Entries taken from a collection:
** begin **

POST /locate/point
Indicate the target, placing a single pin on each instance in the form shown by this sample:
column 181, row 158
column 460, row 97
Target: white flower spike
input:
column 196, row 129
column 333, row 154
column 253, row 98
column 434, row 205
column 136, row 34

** end **

● **PROBLEM REQUIREMENTS**: Edit the items above so that "flower spike" becomes "flower stalk", and leave everything else unchanged.

● **EXPECTED OUTPUT**:
POST /locate/point
Indicate the target, placing a single pin on each instance in the form shown by this sample:
column 181, row 158
column 460, row 97
Target: white flower stalk
input:
column 196, row 129
column 333, row 154
column 253, row 98
column 434, row 205
column 136, row 34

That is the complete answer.